Marie-Curie Actions at the EU


The second-round application poster.

FACETS-ITN Ph.D. positions: From Neuroscience to Neuro-Inspired Computing

22 Ph.D. Positions are funded in the FACETS-ITN project in the following scientific work areas: Neurobiology of Cells and Networks, Modelling of Neural Systems, Neuromorphic Hardware, Neuro-Electronic Interfaces, Computational Principles in Neural Architectures, Mechanisms of Learning and Plasticity.

This 'Marie-Curie Initial Training Network' (funded by the EU) involves 15 groups at European Research Universities, Research Centers and Industrial Partners in 6 countries.

Ph.D. students participate in an exciting research programme and receive a strongly interdisciplinary training in all scientific areas involved as well as in additional skills. The program also includes extended stays in several partner laboratories. Ph.D. degrees will be awarded by the universities of the partner groups. Each position is funded for up to 3 years (with a significant drop in payment on 1 September 2013 due to the end of the FACETS-ITN Marie-Curie grant at that date).

# [Required actions]
A) Using the FACETS-ITN positions notice, mark each statement yes or no and quote the words that decide it: (i) The network brings together 15 groups in 6 countries. (ii) The Ph.D. degrees are awarded by the EU. (iii) Each position is funded for up to 4 years.
B) Extend the FACETS-ITN Ph.D. positions notice, starting after its final sentence.
The listing has nothing to do with this text.

# [Dataset]
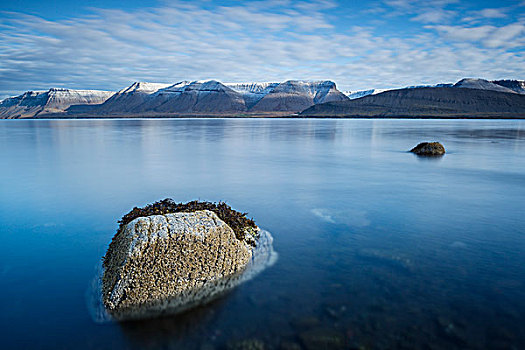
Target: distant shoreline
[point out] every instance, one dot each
(54, 117)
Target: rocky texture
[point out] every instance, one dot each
(438, 102)
(481, 84)
(429, 149)
(253, 92)
(244, 228)
(40, 103)
(517, 86)
(295, 96)
(169, 263)
(213, 97)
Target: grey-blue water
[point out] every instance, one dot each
(377, 248)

# [Expected results]
A)
(i) Yes: "involves 15 groups at European Research Universities, Research Centers and Industrial Partners in 6 countries."
(ii) No: "Ph.D. degrees will be awarded by the universities of the partner groups."
(iii) No: "Each position is funded for up to 3 years"

B)
Newsletter:

Research Areas

  • Area I: Neurobiology of cells and networks
  • Area II: Modelling of Neural Systems
  • Area III a: Neuromorphic Hardware
  • Area III b: Neuro-Electronic Interfaces
  • Area IV: Computational Principles, Learning and Plasticity

While each thesis has a primary scientific area, it is explicitly envisaged that the thesis projects bridge the gap to at least one of the other work areas.

Examples for thesis topics

Subject to approval by the REA (expected early Jan 2012) there are currently 4 open positions funded partly (see the note below) by the Marie-Curie grant:

Germany
UHEI (2 positions)
Heidelberg
Evaluation of ultra-high density connection technologies for Future neuromorphic devices
France
CNRS-UNIC
Gif-sur-Yvette
Expectancy-related neuronal activity in the rat cerebral cortex induced by complex tactile stimuli
INRIA
Sophia Antipolis
Attentional mechanisms for visual search

The table shows the partner groups having open FACETS-ITN Ph.D.-positions and example thesis topics for the position.

Please note: The FACETS-ITN project will end on 31 August 2013. The offered positions are paid according to the Marie-Curie rules and rates only until that date. Afterwards the position is very likely extended up to the full duration of a PhD thesis but at the usual local conditions. This means that the salary for the PhD position can drop significantly on 1 September 2013.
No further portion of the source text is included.